_EXCERPTED TEXT_
<<<<

# digital camera buy help...



## tweety_bird_bunny (Jul 26, 2009)

i am plannin to buy a digital camera... range is under 15k pref around 13k..
should i go for sony or nikon?
in sony i have shortlisted  w220, and in nikon - COOLPIX S230,  COOLPIX S550...

plz help me make a decision if u know anything about the above..
i want a cam with min >10 megapixel res, optical zoom - pref min 4x , stabilization, and mode for clickin panorma pics if possible....
plz make suggestions...


----------



## anarchist (Jul 26, 2009)

^canon cameras are also very good.


----------



## desiibond (Jul 26, 2009)

Look for IXUS series in Canon. better than coolpix and powershot.


----------



## toofan (Jul 26, 2009)

I will recommend you (any one who has some interests in cameras)

*Cannon SX110 IS* - 9 MP, 10x optical zoom, full manual controls( if you want to learn the Photography) and many other cannon's feature. It has best picture quality among the price range.


buy from compare India.com
*compareindia.in.com/products/digital-cameras/ 

Price:  Rs 14260.00 with a 2gb card.

You don't need to pay online. Just make the purchase order online from the shop near you.
If you buying from delhi then buy from jagota electronics. Model town II but first make a online purchase order and call them.


----------



## pimpom (Jul 26, 2009)

When choosing a digital camera, a high enough number of megapixels is the _last_ thing you should be concerned about. For most people, 5 MP is good enough unless you regularly print in 8"x12" or larger, or crop heavily. Cropping means cutting out a small part of the picture for printing or viewing in full screen.

Anyway, 5 MP cameras are no longer made, so any current model will have enough MPs. Higher MPs are only marketing gimmicks and they have high noise levels, especially in non-SLRs.

In fact, I suggest you look for the _lowest_ MP you can find among recent models. Other features and quality factors are far more important than a high MP number.

Toofan's suggestion of a Canon SX110 IS is good. The main drawback is that it does not have a viewfinder and you can use only the LCD monitor.

Panasonic's FZ and TZ series are also very good. Panasonic cams have the best lenses and the best image stabilizer. Their disadvantage is high noise level.

Sony and Nikon make good DSLRs, but they are nothing special in compact cameras. I'm _not_ saying that they are crap, but they make only average compacts.


----------



## tweety_bird_bunny (Jul 26, 2009)

ok , i looked into the canon series n shortlisted some of these..
PowerShot SX110
PowerShot A2000
PowerShot A1100
Digital IXUS 95

the powershot series look good..
does the above models offer landscape mode photo shoot???
n r they better than sony or nikon in same range ???


----------



## Cool G5 (Jul 26, 2009)

Canon Sx110 IS is the best for you.


----------



## tweety_bird_bunny (Jul 27, 2009)

it it sx110 orpowershot sx110?? and does it provide panorma mode shoot ???


----------



## Cool G5 (Jul 27, 2009)

>>>>

_TO-DO LIST_
a - In the camera-buying thread, what drawback of the Canon SX110 IS is pointed out?
b - Copy the stretch of the camera-buying thread from "should i go" through "plz make suggestions..." word for word.
c - Carry on the camera-buying thread from the point where it stops.

_GIVEN RECORDS_

<<<<

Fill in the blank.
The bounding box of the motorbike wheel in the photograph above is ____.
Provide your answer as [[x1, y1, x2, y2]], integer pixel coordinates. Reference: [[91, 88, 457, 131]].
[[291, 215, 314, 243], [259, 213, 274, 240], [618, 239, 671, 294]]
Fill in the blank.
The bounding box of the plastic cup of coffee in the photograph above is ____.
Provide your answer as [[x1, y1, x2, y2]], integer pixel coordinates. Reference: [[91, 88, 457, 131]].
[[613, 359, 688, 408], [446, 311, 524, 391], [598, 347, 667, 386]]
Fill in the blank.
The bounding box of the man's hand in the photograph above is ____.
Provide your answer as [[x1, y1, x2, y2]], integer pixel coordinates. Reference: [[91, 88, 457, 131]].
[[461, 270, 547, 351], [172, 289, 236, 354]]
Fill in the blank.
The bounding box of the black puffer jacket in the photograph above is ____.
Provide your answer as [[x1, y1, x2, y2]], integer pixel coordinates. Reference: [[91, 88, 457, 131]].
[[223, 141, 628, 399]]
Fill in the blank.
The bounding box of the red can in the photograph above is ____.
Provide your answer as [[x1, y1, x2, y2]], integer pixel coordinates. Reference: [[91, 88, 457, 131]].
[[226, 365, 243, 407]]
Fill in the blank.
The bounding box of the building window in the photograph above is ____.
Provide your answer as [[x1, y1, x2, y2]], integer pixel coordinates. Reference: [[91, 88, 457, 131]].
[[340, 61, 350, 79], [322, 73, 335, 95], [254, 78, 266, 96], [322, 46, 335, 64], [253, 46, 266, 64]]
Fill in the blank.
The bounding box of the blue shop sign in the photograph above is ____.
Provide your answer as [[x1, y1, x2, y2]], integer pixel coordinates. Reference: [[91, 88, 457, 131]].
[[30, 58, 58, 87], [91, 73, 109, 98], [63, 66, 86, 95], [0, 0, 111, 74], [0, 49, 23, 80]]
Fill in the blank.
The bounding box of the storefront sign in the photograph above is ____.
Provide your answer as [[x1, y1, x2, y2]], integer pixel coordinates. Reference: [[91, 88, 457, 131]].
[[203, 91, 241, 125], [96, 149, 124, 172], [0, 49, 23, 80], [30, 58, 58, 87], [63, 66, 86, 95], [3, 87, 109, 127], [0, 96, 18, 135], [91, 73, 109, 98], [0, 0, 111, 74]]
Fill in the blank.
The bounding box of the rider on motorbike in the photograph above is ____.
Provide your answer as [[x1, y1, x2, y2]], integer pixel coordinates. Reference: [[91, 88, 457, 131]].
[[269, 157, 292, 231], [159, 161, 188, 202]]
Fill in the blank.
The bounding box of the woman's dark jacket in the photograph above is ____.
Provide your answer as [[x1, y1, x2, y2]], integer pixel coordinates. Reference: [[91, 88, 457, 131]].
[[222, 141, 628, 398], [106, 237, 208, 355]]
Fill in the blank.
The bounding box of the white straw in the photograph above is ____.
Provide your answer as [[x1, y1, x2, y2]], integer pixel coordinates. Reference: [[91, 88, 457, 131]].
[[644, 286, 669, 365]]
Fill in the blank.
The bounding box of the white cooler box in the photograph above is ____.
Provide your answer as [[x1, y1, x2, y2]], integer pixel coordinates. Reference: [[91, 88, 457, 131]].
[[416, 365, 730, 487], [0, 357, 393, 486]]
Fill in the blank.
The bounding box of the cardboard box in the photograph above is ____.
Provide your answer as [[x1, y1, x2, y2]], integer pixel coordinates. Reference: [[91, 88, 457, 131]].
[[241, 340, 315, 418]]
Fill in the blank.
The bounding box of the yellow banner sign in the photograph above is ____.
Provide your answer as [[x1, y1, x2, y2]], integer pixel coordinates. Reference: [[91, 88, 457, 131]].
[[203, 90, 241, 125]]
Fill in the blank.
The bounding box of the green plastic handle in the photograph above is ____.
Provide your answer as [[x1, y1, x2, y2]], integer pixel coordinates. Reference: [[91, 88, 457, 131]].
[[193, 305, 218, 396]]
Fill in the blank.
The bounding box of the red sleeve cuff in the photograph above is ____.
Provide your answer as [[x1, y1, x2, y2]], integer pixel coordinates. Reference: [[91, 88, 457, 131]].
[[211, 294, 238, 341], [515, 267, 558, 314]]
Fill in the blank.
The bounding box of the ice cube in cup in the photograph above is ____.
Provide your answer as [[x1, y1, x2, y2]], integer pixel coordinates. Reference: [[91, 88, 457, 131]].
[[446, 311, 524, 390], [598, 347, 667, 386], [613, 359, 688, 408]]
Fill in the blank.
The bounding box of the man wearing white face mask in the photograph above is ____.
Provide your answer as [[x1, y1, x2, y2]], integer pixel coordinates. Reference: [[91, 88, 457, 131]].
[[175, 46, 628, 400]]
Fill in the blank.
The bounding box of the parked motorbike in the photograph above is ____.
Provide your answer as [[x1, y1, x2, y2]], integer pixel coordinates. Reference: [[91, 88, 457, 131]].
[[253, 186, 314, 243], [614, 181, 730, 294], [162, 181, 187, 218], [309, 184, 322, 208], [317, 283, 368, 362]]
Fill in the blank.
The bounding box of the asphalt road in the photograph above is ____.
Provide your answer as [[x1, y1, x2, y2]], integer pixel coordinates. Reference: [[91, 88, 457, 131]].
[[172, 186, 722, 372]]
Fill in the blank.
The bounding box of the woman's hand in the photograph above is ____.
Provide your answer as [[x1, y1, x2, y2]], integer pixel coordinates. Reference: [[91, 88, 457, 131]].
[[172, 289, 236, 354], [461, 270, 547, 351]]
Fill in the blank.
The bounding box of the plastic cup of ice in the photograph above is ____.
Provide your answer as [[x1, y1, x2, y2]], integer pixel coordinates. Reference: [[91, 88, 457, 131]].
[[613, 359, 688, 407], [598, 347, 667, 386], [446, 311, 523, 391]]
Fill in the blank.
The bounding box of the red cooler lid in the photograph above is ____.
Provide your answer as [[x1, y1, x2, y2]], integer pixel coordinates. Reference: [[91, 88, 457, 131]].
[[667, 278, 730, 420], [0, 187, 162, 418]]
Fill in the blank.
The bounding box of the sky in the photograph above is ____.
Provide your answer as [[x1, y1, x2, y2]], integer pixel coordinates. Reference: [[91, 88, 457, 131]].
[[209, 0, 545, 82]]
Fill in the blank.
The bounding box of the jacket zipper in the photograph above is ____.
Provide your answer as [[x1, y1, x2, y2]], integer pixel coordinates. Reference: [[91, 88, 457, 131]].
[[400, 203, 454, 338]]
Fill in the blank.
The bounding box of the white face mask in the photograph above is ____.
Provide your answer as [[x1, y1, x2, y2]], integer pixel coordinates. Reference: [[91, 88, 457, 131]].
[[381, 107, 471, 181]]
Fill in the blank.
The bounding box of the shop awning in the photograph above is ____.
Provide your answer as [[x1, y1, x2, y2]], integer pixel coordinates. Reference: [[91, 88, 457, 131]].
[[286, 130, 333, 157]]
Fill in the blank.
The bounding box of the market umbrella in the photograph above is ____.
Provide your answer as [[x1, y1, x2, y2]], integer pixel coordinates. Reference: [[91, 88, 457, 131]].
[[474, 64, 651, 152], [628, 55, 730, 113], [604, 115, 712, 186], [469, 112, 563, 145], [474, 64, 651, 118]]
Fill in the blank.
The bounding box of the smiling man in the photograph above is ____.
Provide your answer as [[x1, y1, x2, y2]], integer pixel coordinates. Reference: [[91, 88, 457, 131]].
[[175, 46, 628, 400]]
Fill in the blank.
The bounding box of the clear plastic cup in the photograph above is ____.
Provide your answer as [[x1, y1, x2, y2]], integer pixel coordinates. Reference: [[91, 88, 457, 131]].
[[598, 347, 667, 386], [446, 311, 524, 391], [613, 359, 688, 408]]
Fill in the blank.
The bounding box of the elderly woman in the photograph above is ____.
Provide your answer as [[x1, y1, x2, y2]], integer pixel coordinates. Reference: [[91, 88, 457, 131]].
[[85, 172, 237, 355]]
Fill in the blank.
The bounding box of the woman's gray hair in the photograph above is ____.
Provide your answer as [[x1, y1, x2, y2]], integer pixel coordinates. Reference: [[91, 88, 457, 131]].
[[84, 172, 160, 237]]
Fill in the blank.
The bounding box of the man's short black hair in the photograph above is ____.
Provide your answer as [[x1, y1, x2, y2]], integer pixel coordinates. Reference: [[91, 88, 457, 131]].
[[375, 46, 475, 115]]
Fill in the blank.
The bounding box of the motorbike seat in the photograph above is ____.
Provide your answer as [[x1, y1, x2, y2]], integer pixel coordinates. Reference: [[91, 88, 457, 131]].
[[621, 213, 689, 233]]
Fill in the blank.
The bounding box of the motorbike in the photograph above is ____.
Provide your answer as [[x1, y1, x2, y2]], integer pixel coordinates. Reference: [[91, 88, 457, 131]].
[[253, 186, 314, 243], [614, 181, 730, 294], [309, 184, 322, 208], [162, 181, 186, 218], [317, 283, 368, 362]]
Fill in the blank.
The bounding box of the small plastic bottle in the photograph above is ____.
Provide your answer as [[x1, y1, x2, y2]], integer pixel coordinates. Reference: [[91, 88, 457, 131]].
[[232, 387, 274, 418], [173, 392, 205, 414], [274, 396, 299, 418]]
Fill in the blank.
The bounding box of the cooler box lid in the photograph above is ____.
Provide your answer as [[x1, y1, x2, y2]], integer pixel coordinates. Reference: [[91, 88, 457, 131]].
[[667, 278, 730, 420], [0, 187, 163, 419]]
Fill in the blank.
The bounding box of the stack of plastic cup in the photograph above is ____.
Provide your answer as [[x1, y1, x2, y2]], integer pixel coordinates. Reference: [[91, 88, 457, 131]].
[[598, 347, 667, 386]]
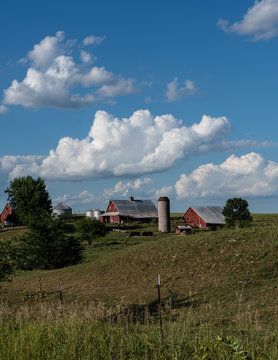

>>>>

_RESPONSE LIST_
a - It has no viewfinder, so only the LCD monitor can be used.

b -
should i go for sony or nikon?
in sony i have shortlisted  w220, and in nikon - COOLPIX S230,  COOLPIX S550...

plz help me make a decision if u know anything about the above..
i want a cam with min >10 megapixel res, optical zoom - pref min 4x , stabilization, and mode for clickin panorma pics if possible....
plz make suggestions...

c -
It is Canon Powershot SX110 IS. Off-course it offers Panorama function.


----------



## tweety_bird_bunny (Jul 27, 2009)

wow..... nice.. then i think i should go for sx110 from all the above in the same price range????


----------



## toofan (Jul 27, 2009)

You can take panorama from any camera or even mobile. Panorama is a technique and needs image editing software which you can get easily and for free.

So panorama is not a feature its a trick and art.


----------



## Cool G5 (Jul 27, 2009)

tweety_bird_bunny said:


> wow..... nice.. then i think i should go for sx110 from all the above in the same price range????



Yes 
I agree with Toofan on Panorama part.


----------



## tweety_bird_bunny (Jul 27, 2009)

no like nikon n high end sony cameras offer inbuilt panorma function mode, does sx110 offer such a mode? or will i manually have to paste pics together???


----------



## Cool G5 (Jul 27, 2009)

tweety_bird_bunny said:


> no like nikon n high end sony cameras offer inbuilt panorma function mode, does sx110 offer such a mode? or will i manually have to paste pics together???



You should switch to panorama mode while taking pictures so that the exposure remains constant. Download the pics on to your computer & stitch them using Image Stitch software provided by Canon on CD-ROM.


----------



## toofan (Jul 28, 2009)

And in canon models you will get the best picture quality. And I think that picture quality is the most important with any camera.

Cannon doesn't have any specific panorama mode in any of there cams.
check the following link for detailed specifications.
*www.jjmehta.com/products/canonsx110is.html


----------



## Cool G5 (Jul 28, 2009)

@Toofan The Stitch Assist is indirectly Panorama mode in Canon.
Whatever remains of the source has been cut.